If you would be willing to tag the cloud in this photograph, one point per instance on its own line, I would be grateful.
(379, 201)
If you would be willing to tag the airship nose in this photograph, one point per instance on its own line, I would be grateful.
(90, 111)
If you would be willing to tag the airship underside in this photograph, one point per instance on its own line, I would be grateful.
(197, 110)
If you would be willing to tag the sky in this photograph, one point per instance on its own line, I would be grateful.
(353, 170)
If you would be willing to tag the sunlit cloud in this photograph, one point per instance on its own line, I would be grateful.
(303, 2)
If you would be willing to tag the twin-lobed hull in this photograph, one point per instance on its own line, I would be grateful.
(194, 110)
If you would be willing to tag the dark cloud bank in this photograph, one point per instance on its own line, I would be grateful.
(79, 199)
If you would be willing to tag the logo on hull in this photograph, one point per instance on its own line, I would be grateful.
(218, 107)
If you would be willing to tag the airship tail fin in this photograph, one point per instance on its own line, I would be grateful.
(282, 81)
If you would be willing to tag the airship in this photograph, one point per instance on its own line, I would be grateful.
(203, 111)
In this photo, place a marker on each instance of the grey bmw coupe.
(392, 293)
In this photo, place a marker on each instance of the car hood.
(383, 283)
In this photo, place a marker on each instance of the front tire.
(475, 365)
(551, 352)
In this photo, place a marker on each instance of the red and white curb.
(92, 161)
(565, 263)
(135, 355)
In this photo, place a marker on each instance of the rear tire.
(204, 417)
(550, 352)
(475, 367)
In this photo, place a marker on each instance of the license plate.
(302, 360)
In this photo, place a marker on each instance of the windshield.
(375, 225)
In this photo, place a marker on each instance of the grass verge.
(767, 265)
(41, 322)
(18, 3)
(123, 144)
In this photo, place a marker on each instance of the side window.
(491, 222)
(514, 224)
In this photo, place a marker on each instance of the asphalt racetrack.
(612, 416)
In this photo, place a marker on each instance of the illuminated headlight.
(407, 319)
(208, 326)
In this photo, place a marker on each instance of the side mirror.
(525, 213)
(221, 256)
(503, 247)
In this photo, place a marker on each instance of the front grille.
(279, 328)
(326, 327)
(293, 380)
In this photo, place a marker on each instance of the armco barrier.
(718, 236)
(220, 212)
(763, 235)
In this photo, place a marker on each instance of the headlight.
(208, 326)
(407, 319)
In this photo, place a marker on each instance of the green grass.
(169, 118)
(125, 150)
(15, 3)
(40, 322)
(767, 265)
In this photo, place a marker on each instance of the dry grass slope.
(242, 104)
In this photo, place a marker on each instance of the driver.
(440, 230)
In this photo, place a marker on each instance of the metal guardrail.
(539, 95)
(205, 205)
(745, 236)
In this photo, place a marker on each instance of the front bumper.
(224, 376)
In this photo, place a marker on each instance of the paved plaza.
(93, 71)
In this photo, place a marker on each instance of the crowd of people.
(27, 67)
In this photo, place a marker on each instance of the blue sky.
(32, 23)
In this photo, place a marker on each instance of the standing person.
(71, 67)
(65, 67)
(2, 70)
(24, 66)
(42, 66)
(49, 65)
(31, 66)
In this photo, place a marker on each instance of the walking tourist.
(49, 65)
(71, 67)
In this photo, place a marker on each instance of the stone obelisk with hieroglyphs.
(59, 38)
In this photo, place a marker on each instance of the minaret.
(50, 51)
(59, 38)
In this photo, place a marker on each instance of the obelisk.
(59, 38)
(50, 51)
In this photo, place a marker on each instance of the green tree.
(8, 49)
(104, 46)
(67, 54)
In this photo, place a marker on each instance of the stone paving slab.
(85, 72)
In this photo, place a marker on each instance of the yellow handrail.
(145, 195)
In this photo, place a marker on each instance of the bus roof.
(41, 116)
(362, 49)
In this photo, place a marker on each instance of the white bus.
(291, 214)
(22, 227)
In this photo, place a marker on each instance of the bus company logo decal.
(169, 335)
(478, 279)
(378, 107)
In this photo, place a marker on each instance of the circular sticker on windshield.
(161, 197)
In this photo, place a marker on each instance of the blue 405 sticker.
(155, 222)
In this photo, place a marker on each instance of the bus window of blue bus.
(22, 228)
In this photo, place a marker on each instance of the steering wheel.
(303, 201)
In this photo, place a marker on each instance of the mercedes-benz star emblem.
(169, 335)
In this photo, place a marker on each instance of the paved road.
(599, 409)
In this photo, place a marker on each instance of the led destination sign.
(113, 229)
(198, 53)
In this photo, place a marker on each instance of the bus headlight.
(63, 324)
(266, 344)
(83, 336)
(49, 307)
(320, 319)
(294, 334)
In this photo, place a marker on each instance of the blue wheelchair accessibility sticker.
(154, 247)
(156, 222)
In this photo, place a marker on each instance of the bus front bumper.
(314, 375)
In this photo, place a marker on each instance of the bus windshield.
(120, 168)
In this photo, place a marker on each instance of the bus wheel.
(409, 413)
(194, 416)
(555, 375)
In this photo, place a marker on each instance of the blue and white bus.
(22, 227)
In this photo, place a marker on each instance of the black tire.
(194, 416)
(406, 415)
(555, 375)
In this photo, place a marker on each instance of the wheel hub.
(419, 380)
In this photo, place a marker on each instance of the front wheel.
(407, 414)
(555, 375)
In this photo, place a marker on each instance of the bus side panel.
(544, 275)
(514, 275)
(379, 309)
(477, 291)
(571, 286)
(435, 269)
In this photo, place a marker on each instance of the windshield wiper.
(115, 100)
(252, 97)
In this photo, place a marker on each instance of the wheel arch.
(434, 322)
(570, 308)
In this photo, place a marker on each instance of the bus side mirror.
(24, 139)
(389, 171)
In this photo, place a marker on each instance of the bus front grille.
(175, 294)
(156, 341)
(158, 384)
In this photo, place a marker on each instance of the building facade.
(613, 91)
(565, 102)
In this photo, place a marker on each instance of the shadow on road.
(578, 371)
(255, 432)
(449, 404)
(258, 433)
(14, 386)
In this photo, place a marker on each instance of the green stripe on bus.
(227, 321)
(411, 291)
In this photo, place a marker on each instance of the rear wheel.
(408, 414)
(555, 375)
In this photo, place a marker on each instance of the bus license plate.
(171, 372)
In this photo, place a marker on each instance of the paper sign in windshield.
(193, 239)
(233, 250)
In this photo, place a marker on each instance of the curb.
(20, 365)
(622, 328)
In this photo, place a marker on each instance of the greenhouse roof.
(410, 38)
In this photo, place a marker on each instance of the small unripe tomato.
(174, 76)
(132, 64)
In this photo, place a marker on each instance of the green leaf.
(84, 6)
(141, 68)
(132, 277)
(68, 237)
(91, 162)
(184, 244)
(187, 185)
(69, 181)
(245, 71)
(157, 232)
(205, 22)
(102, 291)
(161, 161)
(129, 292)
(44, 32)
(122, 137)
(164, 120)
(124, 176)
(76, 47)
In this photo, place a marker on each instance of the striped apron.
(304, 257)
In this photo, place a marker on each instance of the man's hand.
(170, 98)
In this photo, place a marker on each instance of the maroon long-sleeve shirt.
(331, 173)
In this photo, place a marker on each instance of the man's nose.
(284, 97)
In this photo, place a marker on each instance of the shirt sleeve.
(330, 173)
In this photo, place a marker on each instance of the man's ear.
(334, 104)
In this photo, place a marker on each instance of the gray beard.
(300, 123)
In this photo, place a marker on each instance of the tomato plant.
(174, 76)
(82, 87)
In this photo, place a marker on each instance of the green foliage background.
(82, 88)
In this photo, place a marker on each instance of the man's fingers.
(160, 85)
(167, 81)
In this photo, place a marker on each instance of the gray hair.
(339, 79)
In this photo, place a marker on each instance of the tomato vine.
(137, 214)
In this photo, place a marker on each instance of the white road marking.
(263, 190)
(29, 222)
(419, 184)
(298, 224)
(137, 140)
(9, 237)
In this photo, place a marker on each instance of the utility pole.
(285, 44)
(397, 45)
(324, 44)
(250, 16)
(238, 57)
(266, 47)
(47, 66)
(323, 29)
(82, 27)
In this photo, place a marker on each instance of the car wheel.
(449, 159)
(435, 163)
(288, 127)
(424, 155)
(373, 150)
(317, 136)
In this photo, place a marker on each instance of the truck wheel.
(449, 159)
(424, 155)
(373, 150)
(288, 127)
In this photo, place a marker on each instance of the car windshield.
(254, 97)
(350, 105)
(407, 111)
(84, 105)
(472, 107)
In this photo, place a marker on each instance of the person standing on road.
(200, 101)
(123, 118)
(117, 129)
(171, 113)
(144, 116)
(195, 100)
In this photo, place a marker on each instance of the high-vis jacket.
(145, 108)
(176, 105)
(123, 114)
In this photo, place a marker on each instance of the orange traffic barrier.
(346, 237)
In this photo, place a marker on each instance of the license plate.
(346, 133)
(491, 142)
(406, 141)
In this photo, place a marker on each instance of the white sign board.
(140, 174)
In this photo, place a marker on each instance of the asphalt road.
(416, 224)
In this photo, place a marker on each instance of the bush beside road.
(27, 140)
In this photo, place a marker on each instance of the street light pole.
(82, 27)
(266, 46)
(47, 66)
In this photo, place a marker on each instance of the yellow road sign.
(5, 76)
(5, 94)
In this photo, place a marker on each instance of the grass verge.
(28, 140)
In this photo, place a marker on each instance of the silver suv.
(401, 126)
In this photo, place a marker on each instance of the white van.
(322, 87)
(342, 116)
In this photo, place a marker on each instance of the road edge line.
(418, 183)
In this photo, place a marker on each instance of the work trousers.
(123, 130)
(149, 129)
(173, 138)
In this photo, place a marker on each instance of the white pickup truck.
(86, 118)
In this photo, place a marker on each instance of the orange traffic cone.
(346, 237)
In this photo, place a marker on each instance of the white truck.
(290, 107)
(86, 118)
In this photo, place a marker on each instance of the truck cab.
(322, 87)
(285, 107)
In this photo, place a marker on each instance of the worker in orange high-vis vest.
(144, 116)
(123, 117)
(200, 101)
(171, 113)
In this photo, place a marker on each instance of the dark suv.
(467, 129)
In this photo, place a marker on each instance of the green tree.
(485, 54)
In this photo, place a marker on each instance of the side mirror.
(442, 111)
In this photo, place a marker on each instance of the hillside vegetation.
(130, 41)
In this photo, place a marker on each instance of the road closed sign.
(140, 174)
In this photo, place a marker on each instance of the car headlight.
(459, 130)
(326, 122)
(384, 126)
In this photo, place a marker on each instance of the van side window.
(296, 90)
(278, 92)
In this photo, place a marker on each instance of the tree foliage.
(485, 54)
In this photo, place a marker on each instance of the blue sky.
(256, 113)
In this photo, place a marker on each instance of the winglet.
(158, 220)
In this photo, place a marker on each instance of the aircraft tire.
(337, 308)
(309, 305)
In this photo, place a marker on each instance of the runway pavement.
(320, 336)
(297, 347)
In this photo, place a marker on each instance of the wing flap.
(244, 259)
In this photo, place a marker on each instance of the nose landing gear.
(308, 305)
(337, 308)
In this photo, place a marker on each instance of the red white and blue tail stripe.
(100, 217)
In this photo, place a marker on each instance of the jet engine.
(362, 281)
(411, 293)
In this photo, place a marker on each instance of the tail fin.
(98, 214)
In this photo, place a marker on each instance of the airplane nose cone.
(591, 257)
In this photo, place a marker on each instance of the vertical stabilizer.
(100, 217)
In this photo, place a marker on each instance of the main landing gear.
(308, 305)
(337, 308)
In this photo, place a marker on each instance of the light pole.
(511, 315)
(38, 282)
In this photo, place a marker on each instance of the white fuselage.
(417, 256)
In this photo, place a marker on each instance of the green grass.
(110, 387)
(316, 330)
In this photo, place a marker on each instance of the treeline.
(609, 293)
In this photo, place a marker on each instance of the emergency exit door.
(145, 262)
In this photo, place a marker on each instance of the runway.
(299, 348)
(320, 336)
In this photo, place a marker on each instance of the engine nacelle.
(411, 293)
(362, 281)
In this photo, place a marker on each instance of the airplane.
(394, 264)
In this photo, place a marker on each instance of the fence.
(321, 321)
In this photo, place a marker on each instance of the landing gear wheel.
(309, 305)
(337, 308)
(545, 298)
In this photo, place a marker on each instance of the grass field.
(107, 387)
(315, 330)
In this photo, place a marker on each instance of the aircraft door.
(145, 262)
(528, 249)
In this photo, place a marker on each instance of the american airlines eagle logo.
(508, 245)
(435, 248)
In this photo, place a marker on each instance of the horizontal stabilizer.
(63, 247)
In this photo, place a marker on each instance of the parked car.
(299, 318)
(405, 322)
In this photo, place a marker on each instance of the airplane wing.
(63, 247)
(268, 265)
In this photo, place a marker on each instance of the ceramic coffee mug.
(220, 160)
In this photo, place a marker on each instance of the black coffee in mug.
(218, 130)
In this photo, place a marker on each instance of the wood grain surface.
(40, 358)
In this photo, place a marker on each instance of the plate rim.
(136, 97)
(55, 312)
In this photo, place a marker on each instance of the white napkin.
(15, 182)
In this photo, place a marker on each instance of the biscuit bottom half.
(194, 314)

———

# TASK TO CARRY OUT
Extract, exactly as they appear, the lines from the one containing "of the treeline." through the final line.

# RESULT BELOW
In this photo, place a marker on each instance of the treeline.
(609, 293)
In this photo, place a marker on each instance of the emergency exit door.
(145, 262)
In this photo, place a marker on each instance of the runway.
(299, 348)
(320, 336)
In this photo, place a marker on each instance of the engine nacelle.
(411, 293)
(362, 281)
In this photo, place a marker on each instance of the airplane.
(394, 264)
In this photo, place a marker on each instance of the fence.
(321, 321)
In this photo, place a marker on each instance of the landing gear wheel.
(309, 305)
(337, 308)
(545, 298)
In this photo, place a marker on each instance of the grass field.
(107, 387)
(315, 330)
In this photo, place a marker on each instance of the aircraft door.
(145, 262)
(528, 249)
In this photo, place a marker on each instance of the american airlines eagle logo.
(508, 245)
(435, 248)
In this photo, place a marker on each instance of the horizontal stabilizer.
(63, 247)
In this photo, place a marker on each instance of the parked car.
(299, 318)
(405, 322)
In this photo, place a marker on each instance of the airplane wing.
(63, 247)
(268, 265)
In this photo, place a marker on each instance of the ceramic coffee mug.
(220, 160)
In this photo, place a marker on each instance of the black coffee in mug.
(218, 130)
In this photo, place a marker on each instance of the wood grain surface.
(40, 358)
In this photo, place a marker on each instance of the plate rim.
(136, 97)
(55, 312)
In this photo, place a marker on each instance of the white napkin.
(15, 182)
In this photo, place a marker on each instance of the biscuit bottom half.
(194, 314)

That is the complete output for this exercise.